5. Provide Opportunities for Exploration
Encourage teens to step outside their comfort zone and explore the world around them. Allow them to join an after-school club or activity, apply for a part-time job, or explore the local community with friends. Maybe they’ll want to sign up for camps or fundraise for a special opportunity, such as a study abroad program. We never know what experiences may stick. As teens try new things, point out the skills and strengths they are developing that may help them in the future.
Nurturing Teen Strengths
Taking time to nurture strengths allows teens to further discover what their unique contributions to society will be. Click through to review ways you can help young people become their best selves.
Have High Expectations
We must not let our teens feel like they are letting us down as they grow. Rolling our eyes or having low expectations can make them worry about growing up.
Model Overcoming Limitations
We are all uneven -- everyone excels at some things but not others. Show teens ways they can put in hard work and effort to help make up for shortcomings in some areas.
Try New Things
Encourage teens to try out a variety of activities to help them figure out what they’re good at, what they may have to work hard at, and where they may want to focus energies.

+--

◆ **Problems to work on**
a – Answer these questions using the passage on teen strengths:
(i) What program is given as an example of a special opportunity teens might fundraise for?
(ii) Under "Have High Expectations," what two things can make teens worry about growing up?
(iii) Under "Model Overcoming Limitations," what can teens put in to help make up for shortcomings in some areas?
b – Quote the passage on teen strengths word for word, beginning at the words "Model Overcoming Limitations" and stopping after "to focus energies.".

+--

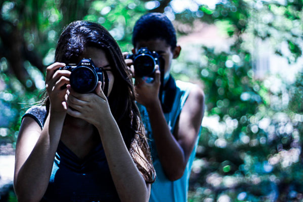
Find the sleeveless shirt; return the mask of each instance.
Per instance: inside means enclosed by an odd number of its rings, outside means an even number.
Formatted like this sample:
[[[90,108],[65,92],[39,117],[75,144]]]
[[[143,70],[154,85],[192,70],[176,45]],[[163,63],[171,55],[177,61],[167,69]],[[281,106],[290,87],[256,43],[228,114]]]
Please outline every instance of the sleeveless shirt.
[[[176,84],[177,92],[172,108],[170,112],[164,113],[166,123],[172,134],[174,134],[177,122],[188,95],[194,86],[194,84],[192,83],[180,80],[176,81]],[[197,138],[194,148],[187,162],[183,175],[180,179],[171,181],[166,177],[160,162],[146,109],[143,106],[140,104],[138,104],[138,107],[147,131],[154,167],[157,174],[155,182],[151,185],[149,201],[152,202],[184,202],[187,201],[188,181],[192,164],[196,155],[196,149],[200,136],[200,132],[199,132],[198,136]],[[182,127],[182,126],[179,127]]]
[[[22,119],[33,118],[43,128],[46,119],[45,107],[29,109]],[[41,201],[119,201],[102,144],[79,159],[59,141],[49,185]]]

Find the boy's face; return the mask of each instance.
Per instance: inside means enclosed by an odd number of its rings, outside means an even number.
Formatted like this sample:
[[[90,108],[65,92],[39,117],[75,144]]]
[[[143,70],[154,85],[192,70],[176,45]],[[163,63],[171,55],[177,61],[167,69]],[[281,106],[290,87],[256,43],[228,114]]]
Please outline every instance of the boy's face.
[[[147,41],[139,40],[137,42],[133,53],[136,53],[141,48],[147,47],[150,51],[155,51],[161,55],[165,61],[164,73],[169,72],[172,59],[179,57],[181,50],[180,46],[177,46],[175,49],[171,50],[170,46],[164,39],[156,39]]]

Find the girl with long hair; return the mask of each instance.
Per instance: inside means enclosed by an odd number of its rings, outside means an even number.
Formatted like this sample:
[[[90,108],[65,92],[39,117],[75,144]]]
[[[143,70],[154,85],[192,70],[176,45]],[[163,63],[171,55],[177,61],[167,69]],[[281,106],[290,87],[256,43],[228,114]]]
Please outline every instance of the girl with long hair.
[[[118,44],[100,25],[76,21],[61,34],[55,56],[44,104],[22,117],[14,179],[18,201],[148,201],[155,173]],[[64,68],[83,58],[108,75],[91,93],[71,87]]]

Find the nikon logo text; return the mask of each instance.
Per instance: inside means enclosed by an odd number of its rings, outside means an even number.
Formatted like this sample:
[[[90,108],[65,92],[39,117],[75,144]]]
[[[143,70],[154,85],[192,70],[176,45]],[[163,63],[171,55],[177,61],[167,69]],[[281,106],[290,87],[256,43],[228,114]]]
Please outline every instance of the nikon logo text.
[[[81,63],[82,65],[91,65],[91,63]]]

+--

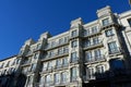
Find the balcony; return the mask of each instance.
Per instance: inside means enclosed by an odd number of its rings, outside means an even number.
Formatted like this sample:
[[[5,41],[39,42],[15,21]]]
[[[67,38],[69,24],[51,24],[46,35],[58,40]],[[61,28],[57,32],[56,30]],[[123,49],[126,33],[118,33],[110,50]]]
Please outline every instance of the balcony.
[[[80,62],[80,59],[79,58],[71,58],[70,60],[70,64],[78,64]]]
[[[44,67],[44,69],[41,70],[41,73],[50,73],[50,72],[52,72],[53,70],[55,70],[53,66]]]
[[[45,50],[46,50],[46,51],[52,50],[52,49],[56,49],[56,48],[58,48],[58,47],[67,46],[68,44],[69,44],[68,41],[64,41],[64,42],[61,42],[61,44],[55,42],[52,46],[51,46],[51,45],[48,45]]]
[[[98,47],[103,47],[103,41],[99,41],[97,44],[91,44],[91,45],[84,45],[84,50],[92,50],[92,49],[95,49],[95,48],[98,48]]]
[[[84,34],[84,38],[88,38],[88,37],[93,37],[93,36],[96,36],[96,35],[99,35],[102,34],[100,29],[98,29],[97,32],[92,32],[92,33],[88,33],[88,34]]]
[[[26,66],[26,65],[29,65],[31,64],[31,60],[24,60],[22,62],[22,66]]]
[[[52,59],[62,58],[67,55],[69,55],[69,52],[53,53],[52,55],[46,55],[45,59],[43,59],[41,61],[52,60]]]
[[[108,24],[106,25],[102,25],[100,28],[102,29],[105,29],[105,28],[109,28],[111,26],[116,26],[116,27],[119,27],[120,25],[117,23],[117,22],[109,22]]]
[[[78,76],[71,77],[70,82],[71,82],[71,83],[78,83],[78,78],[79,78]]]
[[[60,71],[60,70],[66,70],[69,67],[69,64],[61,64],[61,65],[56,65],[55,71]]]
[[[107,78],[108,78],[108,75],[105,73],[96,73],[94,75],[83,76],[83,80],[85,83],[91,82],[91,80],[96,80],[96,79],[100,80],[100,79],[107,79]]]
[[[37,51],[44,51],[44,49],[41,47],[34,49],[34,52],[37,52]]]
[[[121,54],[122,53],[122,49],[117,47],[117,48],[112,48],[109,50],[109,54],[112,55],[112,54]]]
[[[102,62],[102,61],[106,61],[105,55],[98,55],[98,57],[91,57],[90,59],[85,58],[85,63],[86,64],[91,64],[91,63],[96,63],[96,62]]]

+--

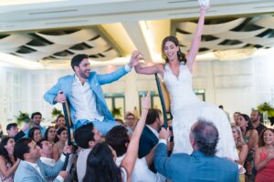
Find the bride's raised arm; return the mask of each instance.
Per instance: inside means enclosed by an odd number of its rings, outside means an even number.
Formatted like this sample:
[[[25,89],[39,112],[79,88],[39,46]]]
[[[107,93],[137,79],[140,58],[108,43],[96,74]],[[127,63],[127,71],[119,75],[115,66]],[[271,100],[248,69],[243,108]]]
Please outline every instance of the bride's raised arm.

+--

◆ **Answers per task**
a –
(i) A study abroad program.
(ii) Rolling our eyes or having low expectations.
(iii) Hard work and effort.

b –
Model Overcoming Limitations
We are all uneven -- everyone excels at some things but not others. Show teens ways they can put in hard work and effort to help make up for shortcomings in some areas.
Try New Things
Encourage teens to try out a variety of activities to help them figure out what they’re good at, what they may have to work hard at, and where they may want to focus energies.